WORK REQUEST
Below are some records; output all of them exactly as they read.

[Records excerpted from a collection]
◇ ◇ ◇ ◇ ◇

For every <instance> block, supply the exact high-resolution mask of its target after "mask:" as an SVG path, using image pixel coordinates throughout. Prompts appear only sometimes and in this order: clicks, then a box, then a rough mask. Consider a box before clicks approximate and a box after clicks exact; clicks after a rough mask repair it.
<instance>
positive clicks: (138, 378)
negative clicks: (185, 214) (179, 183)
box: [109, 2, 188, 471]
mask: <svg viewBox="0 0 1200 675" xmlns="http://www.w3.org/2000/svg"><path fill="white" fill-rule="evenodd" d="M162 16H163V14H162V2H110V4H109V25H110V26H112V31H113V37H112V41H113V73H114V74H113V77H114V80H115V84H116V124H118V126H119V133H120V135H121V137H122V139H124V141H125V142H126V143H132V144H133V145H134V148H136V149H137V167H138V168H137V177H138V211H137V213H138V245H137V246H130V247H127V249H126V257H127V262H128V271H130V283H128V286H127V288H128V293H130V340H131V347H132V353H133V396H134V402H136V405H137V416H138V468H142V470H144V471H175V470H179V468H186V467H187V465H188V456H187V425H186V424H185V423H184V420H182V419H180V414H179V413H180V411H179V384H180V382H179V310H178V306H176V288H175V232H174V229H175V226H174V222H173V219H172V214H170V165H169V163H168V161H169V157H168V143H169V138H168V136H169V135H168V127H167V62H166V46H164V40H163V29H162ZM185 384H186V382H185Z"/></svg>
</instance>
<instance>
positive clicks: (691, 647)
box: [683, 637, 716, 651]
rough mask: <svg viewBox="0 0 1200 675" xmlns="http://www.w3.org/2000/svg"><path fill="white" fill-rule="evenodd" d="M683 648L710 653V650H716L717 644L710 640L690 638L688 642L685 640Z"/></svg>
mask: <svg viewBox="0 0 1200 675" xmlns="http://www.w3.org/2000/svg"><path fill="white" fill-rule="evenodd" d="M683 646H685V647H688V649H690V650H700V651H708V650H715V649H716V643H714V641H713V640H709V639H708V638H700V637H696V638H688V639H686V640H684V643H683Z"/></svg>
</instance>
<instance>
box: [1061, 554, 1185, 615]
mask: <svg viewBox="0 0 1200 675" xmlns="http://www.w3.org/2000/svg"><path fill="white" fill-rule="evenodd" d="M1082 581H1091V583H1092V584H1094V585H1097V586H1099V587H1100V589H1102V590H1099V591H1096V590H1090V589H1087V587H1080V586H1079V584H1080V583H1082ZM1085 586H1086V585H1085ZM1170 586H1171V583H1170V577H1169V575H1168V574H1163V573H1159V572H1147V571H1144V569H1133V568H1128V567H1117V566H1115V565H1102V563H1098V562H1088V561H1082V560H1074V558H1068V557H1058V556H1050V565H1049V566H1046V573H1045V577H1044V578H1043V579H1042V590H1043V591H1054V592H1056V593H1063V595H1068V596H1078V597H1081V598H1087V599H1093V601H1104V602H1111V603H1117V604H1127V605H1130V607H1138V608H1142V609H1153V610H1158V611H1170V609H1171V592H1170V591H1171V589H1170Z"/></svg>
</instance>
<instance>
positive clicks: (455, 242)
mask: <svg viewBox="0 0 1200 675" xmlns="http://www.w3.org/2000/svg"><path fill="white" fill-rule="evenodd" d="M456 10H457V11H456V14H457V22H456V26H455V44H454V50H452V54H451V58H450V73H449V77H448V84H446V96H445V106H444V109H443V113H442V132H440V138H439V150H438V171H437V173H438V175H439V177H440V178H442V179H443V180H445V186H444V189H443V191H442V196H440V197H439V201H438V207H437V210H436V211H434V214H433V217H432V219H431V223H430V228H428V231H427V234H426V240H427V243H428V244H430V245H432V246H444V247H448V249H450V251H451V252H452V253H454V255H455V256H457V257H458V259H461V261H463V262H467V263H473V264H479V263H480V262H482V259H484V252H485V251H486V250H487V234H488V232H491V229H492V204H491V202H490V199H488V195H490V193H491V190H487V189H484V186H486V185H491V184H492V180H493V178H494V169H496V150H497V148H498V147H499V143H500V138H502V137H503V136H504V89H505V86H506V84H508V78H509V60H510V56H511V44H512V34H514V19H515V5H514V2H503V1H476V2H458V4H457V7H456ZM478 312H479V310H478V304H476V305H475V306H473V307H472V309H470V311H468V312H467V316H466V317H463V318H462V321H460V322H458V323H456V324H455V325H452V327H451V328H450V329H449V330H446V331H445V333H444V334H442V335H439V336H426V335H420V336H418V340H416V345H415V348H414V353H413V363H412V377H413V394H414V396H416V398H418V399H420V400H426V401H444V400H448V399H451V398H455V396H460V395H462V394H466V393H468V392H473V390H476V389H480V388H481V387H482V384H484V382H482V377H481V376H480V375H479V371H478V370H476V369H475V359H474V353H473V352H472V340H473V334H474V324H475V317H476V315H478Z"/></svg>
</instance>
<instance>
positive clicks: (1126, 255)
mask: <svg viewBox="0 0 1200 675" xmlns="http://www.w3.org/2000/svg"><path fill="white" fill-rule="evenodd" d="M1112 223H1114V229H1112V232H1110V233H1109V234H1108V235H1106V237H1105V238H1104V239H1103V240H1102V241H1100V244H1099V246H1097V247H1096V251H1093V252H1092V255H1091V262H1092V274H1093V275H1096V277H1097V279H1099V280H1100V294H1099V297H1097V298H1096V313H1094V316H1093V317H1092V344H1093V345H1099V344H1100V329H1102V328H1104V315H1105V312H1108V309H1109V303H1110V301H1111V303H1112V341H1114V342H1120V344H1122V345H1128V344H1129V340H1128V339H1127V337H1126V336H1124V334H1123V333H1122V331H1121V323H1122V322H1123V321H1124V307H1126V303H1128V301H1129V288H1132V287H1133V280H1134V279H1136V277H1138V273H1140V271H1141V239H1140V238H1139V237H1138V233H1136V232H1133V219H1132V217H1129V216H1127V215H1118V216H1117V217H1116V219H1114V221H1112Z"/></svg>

◇ ◇ ◇ ◇ ◇

REPLY
For every <instance> block, supply the exact high-resolution mask of its target after "mask:" as an SVG path, using image pixel coordinates throughout. Prompts appear only sometimes and in this order: clicks, then a box, then a rough mask. Consider a box before clicks approximate and a box after clicks exact; clicks after a rough mask repair it.
<instance>
positive clicks: (138, 378)
negative clicks: (185, 214) (179, 183)
box: [109, 2, 188, 471]
mask: <svg viewBox="0 0 1200 675" xmlns="http://www.w3.org/2000/svg"><path fill="white" fill-rule="evenodd" d="M162 16H163V14H162V2H110V4H109V25H110V26H112V31H113V37H112V41H113V73H114V74H113V77H114V80H115V84H116V124H118V126H119V133H120V135H121V137H122V139H124V141H125V142H126V143H132V144H133V145H134V148H136V149H137V167H138V168H137V177H138V211H137V213H138V245H137V246H130V247H127V249H126V257H127V262H128V271H130V283H128V286H127V288H128V293H130V340H131V347H132V353H133V396H134V402H136V405H137V416H138V468H142V470H144V471H175V470H179V468H186V467H187V465H188V456H187V425H186V424H185V423H184V420H182V419H180V414H179V413H180V411H179V384H180V382H179V310H178V306H176V288H175V232H174V229H175V226H174V222H173V219H172V214H170V165H169V163H168V161H169V157H168V143H169V138H168V136H169V135H168V127H167V62H166V46H164V40H163V29H162ZM185 384H186V382H185Z"/></svg>
</instance>
<instance>
positive clicks: (691, 647)
box: [683, 637, 716, 651]
rough mask: <svg viewBox="0 0 1200 675" xmlns="http://www.w3.org/2000/svg"><path fill="white" fill-rule="evenodd" d="M683 648L710 653V650H716L717 644L710 640L690 638L688 642L685 640Z"/></svg>
mask: <svg viewBox="0 0 1200 675" xmlns="http://www.w3.org/2000/svg"><path fill="white" fill-rule="evenodd" d="M683 646H685V647H688V649H690V650H700V651H708V650H715V649H716V643H714V641H713V640H709V639H708V638H700V637H696V638H688V639H686V640H684V643H683Z"/></svg>
</instance>
<instance>
box: [1061, 554, 1185, 615]
mask: <svg viewBox="0 0 1200 675" xmlns="http://www.w3.org/2000/svg"><path fill="white" fill-rule="evenodd" d="M1082 581H1091V583H1092V584H1094V585H1097V586H1099V587H1100V589H1102V590H1099V591H1096V590H1090V589H1087V587H1080V586H1079V584H1080V583H1082ZM1085 586H1086V585H1085ZM1170 586H1171V583H1170V577H1169V575H1168V574H1163V573H1159V572H1147V571H1144V569H1133V568H1128V567H1117V566H1115V565H1102V563H1098V562H1088V561H1082V560H1074V558H1068V557H1058V556H1050V565H1049V566H1046V573H1045V577H1044V578H1043V579H1042V590H1043V591H1054V592H1056V593H1063V595H1068V596H1078V597H1081V598H1087V599H1093V601H1104V602H1111V603H1117V604H1127V605H1130V607H1138V608H1142V609H1153V610H1158V611H1170V609H1171V592H1170V591H1171V589H1170Z"/></svg>
</instance>
<instance>
positive clicks: (455, 242)
mask: <svg viewBox="0 0 1200 675" xmlns="http://www.w3.org/2000/svg"><path fill="white" fill-rule="evenodd" d="M456 10H457V11H456V14H457V22H456V26H455V44H454V50H452V54H451V58H450V73H449V77H448V84H446V96H445V106H444V109H443V113H442V132H440V138H439V150H438V171H437V173H438V175H439V177H440V178H442V179H443V180H445V186H444V189H443V191H442V196H440V197H439V201H438V207H437V210H436V211H434V214H433V217H432V219H431V223H430V228H428V231H427V234H426V240H427V243H428V244H430V245H432V246H444V247H448V249H450V251H451V252H452V253H454V255H455V256H457V257H458V259H461V261H463V262H467V263H473V264H479V263H480V262H482V259H484V252H485V251H486V250H487V234H488V232H491V229H492V204H491V202H490V199H488V195H490V193H491V190H487V189H484V186H486V185H491V184H492V180H493V178H494V169H496V150H497V148H498V147H499V143H500V138H502V137H503V136H504V89H505V86H506V84H508V78H509V60H510V56H511V44H512V34H514V19H515V5H514V2H503V1H476V2H458V4H457V7H456ZM478 312H479V310H478V304H476V305H475V306H473V307H472V309H470V311H468V312H467V316H466V317H463V318H462V321H460V322H458V323H456V324H455V325H452V327H451V328H450V329H449V330H446V331H445V333H444V334H442V335H439V336H426V335H420V336H418V340H416V345H415V348H414V353H413V363H412V377H413V394H414V396H416V398H418V399H420V400H426V401H444V400H448V399H451V398H455V396H460V395H462V394H466V393H468V392H473V390H476V389H480V388H481V387H482V384H484V382H482V377H481V376H480V375H479V371H478V370H476V369H475V359H474V353H473V352H472V340H473V334H474V324H475V317H476V315H478Z"/></svg>
</instance>
<instance>
positive clicks: (1126, 255)
mask: <svg viewBox="0 0 1200 675" xmlns="http://www.w3.org/2000/svg"><path fill="white" fill-rule="evenodd" d="M1112 223H1114V229H1112V232H1110V233H1109V234H1108V235H1106V237H1105V238H1104V239H1103V240H1102V241H1100V244H1099V246H1097V247H1096V251H1093V252H1092V255H1091V262H1092V274H1093V275H1096V277H1097V279H1099V280H1100V294H1099V297H1097V298H1096V313H1094V316H1093V317H1092V344H1093V345H1099V344H1100V329H1102V328H1104V315H1105V312H1108V309H1109V303H1110V301H1111V303H1112V341H1114V342H1120V344H1122V345H1128V344H1129V340H1128V339H1127V337H1126V336H1124V334H1123V333H1122V331H1121V323H1122V322H1123V321H1124V307H1126V303H1128V301H1129V288H1132V287H1133V280H1134V279H1136V277H1138V273H1140V271H1141V239H1140V238H1139V237H1138V233H1136V232H1133V219H1132V217H1129V216H1127V215H1118V216H1117V217H1116V219H1114V221H1112Z"/></svg>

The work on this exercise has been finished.